ФРАГМЕНТ ТЕКСТА:

--------

Инфернальные акценты российской прозы
Сочинение - Литература
Другие сочинения по предмету Литература
Инфернальные акценты российской прозы
Николай Переяслов
1.
Черт - как доказательство существования бога
Опираясь на целый ряд трактовок, которыми наделяют понятие мистики современные толковые словари, можно без особого труда выстроить ее комплексное определение, из которого будет видно, что мистика (от греческого слова "mystikos" - таинственный) - это некая совершенно загадочная и необъяснимая область человеческой жизни, базирующаяся на вере в существование сверхъестественных, фантастических (в том числе - и инфернальных) сил, с которыми особым таинственным образом связан и может общаться человек, и которая приводит его душу к переживанию в экстазе непосредственного "единения" с Богом. О том, что такая парадоксальная, с точки зрения христианской логики, формулировка вовсе не является случайно сложившейся в результате компиляции словарных определений конструкцией, говорит целый ряд произведений не только классической, но и современной русской литературы. Так, например, в опубликованной в середине 90-х годов в журнале "Москва" повести молодого самарского прозаика Александра Громова "Роман, который мне приснился" имеется одна красноречивая сценка, в которой пожилая хозяйка пытается убедить своего квартиранта в существовании Бога. Исчерпав все известные ей из Библии аргументы, женщина, словно утопающий за соломинку, вдруг хватается за некое подсказанное ей собственным подсознанием доказательство. "Ну, вот черт же - есть?" - неожиданно говорит она своему постояльцу и, еще не видя, куда ее может увести эта неизвестно откуда вынырнувшая идея, с какой-то непонятной радостью продолжает развивать ее дальше. "Есть!" - как нечто, само собой разумеющееся, убежденно отвечает она сама же себе и, отталкиваясь от этой очевиднейшей для нее аксиомы, делает ошеломительно торжествующий вывод: "Ну, а раз есть черт, то не может не быть и Бога!"

--------

ЗАПИСИ НАБОРА ДАННЫХ:
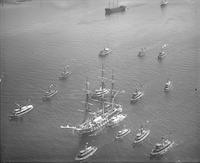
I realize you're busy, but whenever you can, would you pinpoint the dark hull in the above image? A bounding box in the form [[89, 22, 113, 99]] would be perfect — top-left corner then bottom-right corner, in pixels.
[[105, 6, 126, 15], [151, 142, 174, 155]]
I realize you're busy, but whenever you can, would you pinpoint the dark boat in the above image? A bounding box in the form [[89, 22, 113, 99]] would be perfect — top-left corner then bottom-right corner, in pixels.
[[42, 84, 58, 101], [105, 1, 127, 15], [75, 144, 98, 161], [134, 128, 150, 143], [59, 66, 72, 80], [131, 89, 144, 103], [150, 138, 174, 156], [10, 104, 33, 118], [115, 128, 131, 139]]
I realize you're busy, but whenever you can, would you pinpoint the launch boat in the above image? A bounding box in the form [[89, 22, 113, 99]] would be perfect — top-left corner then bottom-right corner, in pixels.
[[105, 0, 127, 15], [150, 138, 174, 156], [99, 48, 112, 57], [115, 128, 131, 139], [134, 127, 150, 144], [75, 144, 98, 161], [131, 89, 144, 103], [10, 104, 33, 118], [42, 84, 58, 101], [59, 66, 72, 80], [164, 80, 172, 92]]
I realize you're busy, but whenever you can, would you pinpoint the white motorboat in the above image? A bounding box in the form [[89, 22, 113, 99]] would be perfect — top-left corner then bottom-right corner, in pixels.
[[134, 128, 150, 144], [164, 80, 172, 92], [131, 89, 144, 102], [75, 145, 98, 161], [150, 138, 174, 156], [107, 114, 127, 127], [10, 104, 33, 117], [160, 0, 168, 7], [99, 48, 112, 57], [115, 128, 131, 139]]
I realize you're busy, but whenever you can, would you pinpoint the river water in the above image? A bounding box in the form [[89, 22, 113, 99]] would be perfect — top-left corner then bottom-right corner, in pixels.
[[0, 0, 200, 162]]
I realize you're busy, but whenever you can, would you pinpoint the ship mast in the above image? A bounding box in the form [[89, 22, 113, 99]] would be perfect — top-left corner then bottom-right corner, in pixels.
[[85, 78, 90, 111], [101, 63, 105, 90], [110, 70, 115, 102]]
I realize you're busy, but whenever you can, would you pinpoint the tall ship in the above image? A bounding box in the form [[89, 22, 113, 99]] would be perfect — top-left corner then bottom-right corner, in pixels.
[[60, 70, 123, 136], [105, 0, 127, 15], [91, 64, 110, 100]]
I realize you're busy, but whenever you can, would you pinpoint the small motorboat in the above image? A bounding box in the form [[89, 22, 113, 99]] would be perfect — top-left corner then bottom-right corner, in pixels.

--------

НАБОР ЗАДАНИЙ:
A – Согласуются ли с фрагментом о мистике утверждения (i) «Повесть Громова была опубликована в журнале „Москва“», (ii) «Квартирант пытался убедить хозяйку в существовании Бога» и (iii) «Слово „mystikos“ происходит из латыни»? Для каждого ответьте «да» или «нет» и приведите точную цитату из фрагмента, на которой основан ответ.
B – Переведите на английский язык предложение из фрагмента: «Исчерпав все известные ей из Библии аргументы, женщина, словно утопающий за соломинку, вдруг хватается за некое подсказанное ей собственным подсознанием доказательство».

ПИСЬМЕННЫЕ ОТВЕТЫ:
A –
(i) Да: «в опубликованной в середине 90-х годов в журнале "Москва" повести».
(ii) Нет: «пожилая хозяйка пытается убедить своего квартиранта в существовании Бога».
(iii) Нет: «от греческого слова "mystikos" - таинственный».

B – Having exhausted all the arguments she knew from the Bible, the woman, like a drowning man clutching at a straw, suddenly seizes on a certain proof suggested to her by her own subconscious.